◆ Data provided:
BEGIN

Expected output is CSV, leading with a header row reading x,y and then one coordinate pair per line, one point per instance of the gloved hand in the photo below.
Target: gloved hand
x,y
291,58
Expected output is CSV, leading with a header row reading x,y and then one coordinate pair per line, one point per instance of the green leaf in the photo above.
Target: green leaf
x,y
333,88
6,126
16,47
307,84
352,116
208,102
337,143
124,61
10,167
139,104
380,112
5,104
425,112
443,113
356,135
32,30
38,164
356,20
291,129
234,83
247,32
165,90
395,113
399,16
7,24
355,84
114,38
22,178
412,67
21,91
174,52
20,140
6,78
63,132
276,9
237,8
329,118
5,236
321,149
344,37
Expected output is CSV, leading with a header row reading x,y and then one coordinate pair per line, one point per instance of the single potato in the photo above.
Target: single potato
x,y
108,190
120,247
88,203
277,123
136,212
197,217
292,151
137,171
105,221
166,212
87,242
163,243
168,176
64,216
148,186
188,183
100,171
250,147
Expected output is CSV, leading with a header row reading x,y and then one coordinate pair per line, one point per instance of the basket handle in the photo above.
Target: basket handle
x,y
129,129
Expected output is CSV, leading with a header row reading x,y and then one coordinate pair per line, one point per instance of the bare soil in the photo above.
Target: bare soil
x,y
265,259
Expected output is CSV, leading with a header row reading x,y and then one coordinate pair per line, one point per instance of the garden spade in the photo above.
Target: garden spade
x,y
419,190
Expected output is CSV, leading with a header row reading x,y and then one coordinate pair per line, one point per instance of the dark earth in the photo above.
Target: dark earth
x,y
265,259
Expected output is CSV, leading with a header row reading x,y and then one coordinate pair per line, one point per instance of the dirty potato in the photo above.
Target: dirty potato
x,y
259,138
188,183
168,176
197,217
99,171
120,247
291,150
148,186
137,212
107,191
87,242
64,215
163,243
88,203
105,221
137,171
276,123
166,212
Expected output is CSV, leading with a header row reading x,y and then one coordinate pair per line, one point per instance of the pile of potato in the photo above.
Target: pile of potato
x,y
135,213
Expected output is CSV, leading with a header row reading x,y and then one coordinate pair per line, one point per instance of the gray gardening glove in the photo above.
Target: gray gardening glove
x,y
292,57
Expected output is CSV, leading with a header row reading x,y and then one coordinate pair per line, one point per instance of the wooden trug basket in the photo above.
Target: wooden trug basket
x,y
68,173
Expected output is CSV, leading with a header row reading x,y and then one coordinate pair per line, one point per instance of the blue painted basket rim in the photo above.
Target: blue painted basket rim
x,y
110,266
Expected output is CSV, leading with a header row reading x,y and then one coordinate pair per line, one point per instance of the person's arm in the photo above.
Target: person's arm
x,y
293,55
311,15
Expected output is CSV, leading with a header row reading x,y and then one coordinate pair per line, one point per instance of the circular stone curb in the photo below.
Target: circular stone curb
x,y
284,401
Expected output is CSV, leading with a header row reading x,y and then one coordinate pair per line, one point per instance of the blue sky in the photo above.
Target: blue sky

END

◆ Required work:
Please reproduce exactly the lines in the listing above from the one containing "spade in the photo above." through the one containing "dirty potato in the photo above.", both included, and nothing more.

◆ Output of the task:
Expected output is CSV, leading with a header row reading x,y and then one coordinate pair per line, one point per instance of the garden spade in the photo above.
Target: garden spade
x,y
419,190
Expected output is CSV, leading with a header row reading x,y and then one coordinate pair per line, one point per instance of the dark earth in the photo above.
Target: dark earth
x,y
265,259
Expected output is CSV, leading with a header row reading x,y and then one coordinate pair per line, one point per instance of the dirty potato in the photo above.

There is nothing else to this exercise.